begin DOCUMENT

The challenge lies in whether and how Saudi Arabia will seek to further diversify its alliances with other world powers in response to the report and US human rights pressure.

Saudi and United Arab Emirates options are limited by that fact that they cannot fully replace the United States as a mainstay of their defence as well as their quest for regional hegemony, even if the report revives perceptions of the US as unreliable and at odds with their policies.

As Saudi King Salman and Prince Mohammed contemplate their options, including strengthening relations with external players such as China and Russia, they may find that reliance on these forces could prove riskier than the pitfalls of the kingdom’s ties with the United States.

Core to Saudi as well as UAE considerations is likely to be the shaping of the ultimate balance of power between the kingdom and Iran in a swath of land stretching from the Atlantic coast of Africa to Central Asia’s border with China.

US officials privately suggest that regional jockeying in an environment in which world power is being rebalanced to create a new world order was the key driver of Saudi and UAE as well as Israeli opposition from day one to the 2015 nuclear accord with Iran that the United States together with Europe, China, and Russia negotiated. That remains the driver of criticism of US President Joe Biden’s efforts to revive the agreement.

end DOCUMENT
begin ITEMS

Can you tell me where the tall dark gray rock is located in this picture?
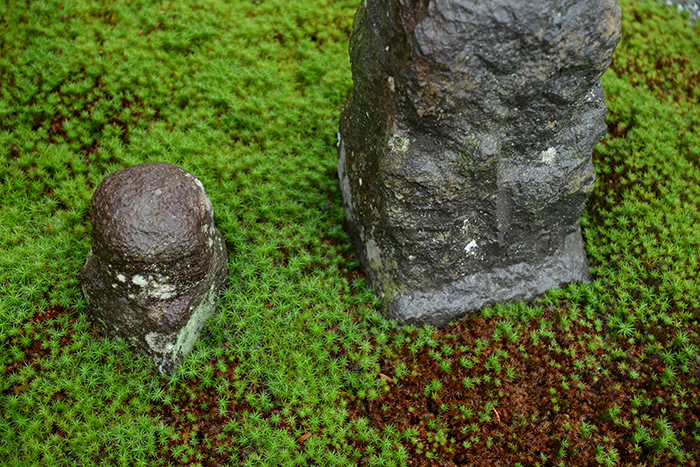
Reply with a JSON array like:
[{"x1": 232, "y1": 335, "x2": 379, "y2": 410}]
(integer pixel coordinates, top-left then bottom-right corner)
[
  {"x1": 338, "y1": 0, "x2": 621, "y2": 326},
  {"x1": 80, "y1": 163, "x2": 228, "y2": 373}
]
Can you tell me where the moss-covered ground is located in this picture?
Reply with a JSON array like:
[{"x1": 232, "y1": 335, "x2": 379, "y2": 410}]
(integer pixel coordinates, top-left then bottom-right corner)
[{"x1": 0, "y1": 0, "x2": 700, "y2": 467}]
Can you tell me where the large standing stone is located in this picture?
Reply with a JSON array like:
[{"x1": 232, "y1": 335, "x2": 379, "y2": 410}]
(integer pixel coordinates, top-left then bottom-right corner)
[
  {"x1": 80, "y1": 163, "x2": 228, "y2": 373},
  {"x1": 338, "y1": 0, "x2": 621, "y2": 326}
]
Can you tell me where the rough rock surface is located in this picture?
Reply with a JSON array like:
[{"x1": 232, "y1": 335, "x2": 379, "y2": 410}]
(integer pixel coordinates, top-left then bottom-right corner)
[
  {"x1": 80, "y1": 163, "x2": 228, "y2": 373},
  {"x1": 338, "y1": 0, "x2": 621, "y2": 326}
]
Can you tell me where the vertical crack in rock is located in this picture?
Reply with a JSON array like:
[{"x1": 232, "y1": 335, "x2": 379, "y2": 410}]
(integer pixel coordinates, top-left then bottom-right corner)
[{"x1": 338, "y1": 0, "x2": 621, "y2": 326}]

end ITEMS

__ACTIONS TO TAKE__:
1/ List every person named in the text on Saudi Arabia's alliances.
2/ Write the next part of the text on Saudi Arabia's alliances, picking up after its final sentence.

__SOLVED TASKS__:
1/ Saudi King Salman, Prince Mohammed, US President Joe Biden

2/
“If forced to choose, Riyadh preferred an isolated Iran with a nuclear bomb to an internationally accepted Iran unarmed with the weapons of doom,” said Trita Parsi, executive vice president of the Washington-based Quincy Institute for Responsible Statecraft and founder of the National Iranian American Council. Mr. Parsi was summing up Saudi and Emirati attitudes based on interviews with officials involved in the negotiations at a time that Mr. Biden was vice-president.

As a result, Saudi Arabia, the UAE, and Israel appear to remain determined to either foil a return of the United States to the accord, from which Mr. Biden’s predecessor, Donald J. Trump, withdrew, or ensure that it imposes conditions on Iran that would severely undermine its claim to regional hegemony.

In the ultimate analysis, the Gulf states and Israel share US objectives that include not only restricting Iran’s nuclear capabilities but also limiting its ballistic missiles program and ending support for non-state actors like Lebanon’s Hezbollah, Iraqi militias, and Yemen’s Houthis. The Middle Eastern states differ with the Biden administration on how to achieve those objectives and the sequencing of their pursuit.

Even so, the Gulf states are likely to realize as Saudi Arabia contemplates its next steps what Israel already knows: China and Russia’s commitment to the defence of Saudi Arabia or Israel are unlikely to match that of the United States given that they view an Iran unfettered by sanctions and international isolation as strategic in ways that only Turkey rather than other Middle Eastern states can match.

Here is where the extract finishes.